◆ SUPPLIED PASSAGE:
____________________

Microsoft AI announced three new foundational models on Thursday, emphasizing competitive pricing and practical enterprise value as it refines its strategy under CEO Mustafa Suleyman's leadership. Like other AI companies, Microsoft is under increasing pressure to deliver more revenue that can be directly attributed to AI. Microsoft's more recent stance on AI is reminiscent of OpenAI's as it became known that the latter would be cutting back on "side quests" to prioritize coding and enterprise solutions. OpenAI cited this shift in strategy as the cause of its decision to shut down Sora (both the app and model), deprioritize its browser Atlas, and indefinitely pause the previously announced 'adult mode' for ChatGPT.

Microsoft's long-standing partnership with OpenAI has never kept the company from developing in-house models, although none so far have enjoyed a particularly stellar reception. This was partially due to a clause in the Microsoft-OpenAI partnership, which prevented Microsoft from competing with OpenAI in the development of "superintelligence". Now, a renegotiation of the partnership terms has freed Microsoft to pursue more ambitious AI goals in-house, with Suleyman stating that the quest for "superintelligence" has long been his focus.

The models, which can be seen as the first products resulting from this renewed focus, were developed by Microsoft's MAI Superintelligence team, and include MAI-Transcribe-1 for speech-to-text across 25 languages (2.5x faster than Azure Fast), MAI-Voice-1 for audio generation (producing 60 seconds of audio in one second with custom voice options), and MAI-Image-2 for video generation.

Microsoft is positioning these as cost-effective enterprise solutions. MAI-Transcribe-1 starts at $0.36 per hour, MAI-Voice-1 at $22 per million characters, and MAI-Image-2 at $5-$33 per million tokens. All three are available through Microsoft Foundry with built-in guardrails, governance, and enterprise-grade controls for compliant deployment.

Microsoft and Suleyman are now increasingly careful to distance themselves from the discourse surrounding the term "artificial general intelligence" or AGI, which often carries lofty implications that generative AI will have a profound impact on society, from developing cures and treatments for all known diseases to eliminating the need for work.

Suleyman recently told The Verge that, for him (and Microsoft), "Superintelligence is really about, 'Are these models capable of delivering product value for the millions of enterprises that depend on us to deliver world-class language models?'" Similarly, on the blog post announcing the three models, he writes that: "At Microsoft AI, we're building Humanist AI [...] putting humans at the center, optimizing for how people actually communicate, training for practical use."

Several years into the AI craze started by ChatGPT's meteoric rise to fame back in 2022, the shortfalls of generative AI have become increasingly evident, as the pressure to deliver tangible results continues to increase. It is no wonder that, given this unfavorable landscape, some of the most important players in the industry are quietly and subtly shifting their narratives, from fantasies of utopia and existential risk to promises of enhancing the productivity of both businesses and individual consumers.

____________________

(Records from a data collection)

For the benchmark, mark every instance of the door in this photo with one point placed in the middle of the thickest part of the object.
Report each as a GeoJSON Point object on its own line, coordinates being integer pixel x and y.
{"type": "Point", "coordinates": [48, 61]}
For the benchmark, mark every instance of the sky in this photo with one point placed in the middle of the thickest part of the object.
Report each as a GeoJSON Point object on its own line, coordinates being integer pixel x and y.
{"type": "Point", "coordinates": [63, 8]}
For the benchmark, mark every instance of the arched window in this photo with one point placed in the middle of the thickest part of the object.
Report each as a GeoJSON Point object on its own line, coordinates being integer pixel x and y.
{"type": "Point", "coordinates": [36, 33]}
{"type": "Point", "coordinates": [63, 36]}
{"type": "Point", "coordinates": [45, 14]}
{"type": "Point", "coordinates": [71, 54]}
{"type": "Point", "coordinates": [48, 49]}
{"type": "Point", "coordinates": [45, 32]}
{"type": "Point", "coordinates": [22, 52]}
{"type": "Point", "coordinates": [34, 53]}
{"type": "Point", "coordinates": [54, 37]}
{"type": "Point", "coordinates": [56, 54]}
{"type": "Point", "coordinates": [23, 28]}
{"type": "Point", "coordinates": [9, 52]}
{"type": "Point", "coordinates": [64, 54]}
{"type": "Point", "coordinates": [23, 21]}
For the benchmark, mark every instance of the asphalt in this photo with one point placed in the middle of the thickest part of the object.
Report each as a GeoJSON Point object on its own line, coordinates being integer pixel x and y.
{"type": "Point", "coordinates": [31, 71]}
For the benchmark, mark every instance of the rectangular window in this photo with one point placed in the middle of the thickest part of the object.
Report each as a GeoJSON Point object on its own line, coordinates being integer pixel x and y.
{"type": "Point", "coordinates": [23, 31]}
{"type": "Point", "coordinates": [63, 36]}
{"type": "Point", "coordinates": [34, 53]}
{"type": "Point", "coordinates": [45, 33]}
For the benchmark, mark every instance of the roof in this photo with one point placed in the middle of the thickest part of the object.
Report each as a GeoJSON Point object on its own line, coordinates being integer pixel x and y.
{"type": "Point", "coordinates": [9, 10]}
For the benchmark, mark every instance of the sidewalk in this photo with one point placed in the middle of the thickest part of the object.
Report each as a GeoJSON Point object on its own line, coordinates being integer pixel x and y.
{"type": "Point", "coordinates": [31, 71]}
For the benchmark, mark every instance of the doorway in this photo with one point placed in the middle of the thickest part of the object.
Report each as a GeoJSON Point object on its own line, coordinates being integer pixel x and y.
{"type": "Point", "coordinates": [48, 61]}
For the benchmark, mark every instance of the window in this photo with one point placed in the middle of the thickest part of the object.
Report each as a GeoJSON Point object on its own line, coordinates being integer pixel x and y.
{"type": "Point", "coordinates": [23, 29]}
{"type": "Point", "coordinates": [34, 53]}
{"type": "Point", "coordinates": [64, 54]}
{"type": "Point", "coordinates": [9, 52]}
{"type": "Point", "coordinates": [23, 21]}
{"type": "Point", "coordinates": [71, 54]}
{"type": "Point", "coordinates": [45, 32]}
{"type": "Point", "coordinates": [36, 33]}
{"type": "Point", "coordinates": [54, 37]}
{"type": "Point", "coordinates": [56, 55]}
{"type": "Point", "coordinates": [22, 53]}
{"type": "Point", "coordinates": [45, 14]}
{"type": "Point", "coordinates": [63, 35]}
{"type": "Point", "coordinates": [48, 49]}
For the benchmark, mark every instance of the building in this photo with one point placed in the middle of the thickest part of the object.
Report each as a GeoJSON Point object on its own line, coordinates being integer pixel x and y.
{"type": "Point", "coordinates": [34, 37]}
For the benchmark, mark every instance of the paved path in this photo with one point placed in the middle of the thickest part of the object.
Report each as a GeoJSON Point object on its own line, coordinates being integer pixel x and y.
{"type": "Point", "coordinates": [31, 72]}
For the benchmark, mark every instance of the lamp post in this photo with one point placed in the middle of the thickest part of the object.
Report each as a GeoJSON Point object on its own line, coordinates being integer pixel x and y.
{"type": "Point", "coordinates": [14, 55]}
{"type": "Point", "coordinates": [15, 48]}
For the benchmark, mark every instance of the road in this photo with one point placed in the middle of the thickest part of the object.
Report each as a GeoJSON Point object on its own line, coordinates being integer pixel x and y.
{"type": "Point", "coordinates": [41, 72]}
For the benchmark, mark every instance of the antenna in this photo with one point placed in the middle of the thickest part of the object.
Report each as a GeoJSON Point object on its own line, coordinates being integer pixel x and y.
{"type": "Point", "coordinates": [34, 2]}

____________________

◆ TASKS:
A – According to the article on Microsoft's new AI models, how many languages does MAI-Transcribe-1 cover for speech-to-text?
B – Copy the article on Microsoft's new AI models from "Microsoft's long-standing partnership" up to and including "been his focus.".

◆ EXPECTED RESULTS:
A – 25 languages.

B –
Microsoft's long-standing partnership with OpenAI has never kept the company from developing in-house models, although none so far have enjoyed a particularly stellar reception. This was partially due to a clause in the Microsoft-OpenAI partnership, which prevented Microsoft from competing with OpenAI in the development of "superintelligence". Now, a renegotiation of the partnership terms has freed Microsoft to pursue more ambitious AI goals in-house, with Suleyman stating that the quest for "superintelligence" has long been his focus.